- [What the exercise asks]
The reply should give back every entry exactly as written.

# # # # # # #

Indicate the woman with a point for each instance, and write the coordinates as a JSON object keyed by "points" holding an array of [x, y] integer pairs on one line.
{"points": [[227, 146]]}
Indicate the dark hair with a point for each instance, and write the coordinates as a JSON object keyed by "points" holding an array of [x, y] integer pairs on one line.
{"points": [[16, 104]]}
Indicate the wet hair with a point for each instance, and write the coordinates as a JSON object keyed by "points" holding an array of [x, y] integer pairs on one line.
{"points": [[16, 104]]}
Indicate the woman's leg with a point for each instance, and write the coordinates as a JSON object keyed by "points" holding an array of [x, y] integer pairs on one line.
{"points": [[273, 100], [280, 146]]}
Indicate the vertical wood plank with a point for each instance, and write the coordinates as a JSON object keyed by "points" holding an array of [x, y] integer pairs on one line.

# # # # # # #

- [Reply to the task]
Indicate the woman with a point for each instance, and write the coordinates as a JSON object keyed by "points" holding an array of [x, y] integer pairs on one line.
{"points": [[227, 146]]}
Indicate the dark hair with a point for each instance, and write the coordinates as a JSON object keyed by "points" holding an array of [x, y] integer pairs on one line.
{"points": [[16, 104]]}
Indicate the wet hair with a point for each instance, and write the coordinates as a JSON object keyed by "points" holding an array of [x, y] integer pairs on one line.
{"points": [[16, 104]]}
Indicate the woman's leg with a point for each instance, and write the coordinates as a JSON object keyed by "points" holding an array of [x, y] integer pairs on one line.
{"points": [[273, 100], [280, 146]]}
Indicate the vertical wood plank with a point for each instance, and write the coordinates as a JSON object keyed by "points" holding an array of [x, y] integer pairs on one line.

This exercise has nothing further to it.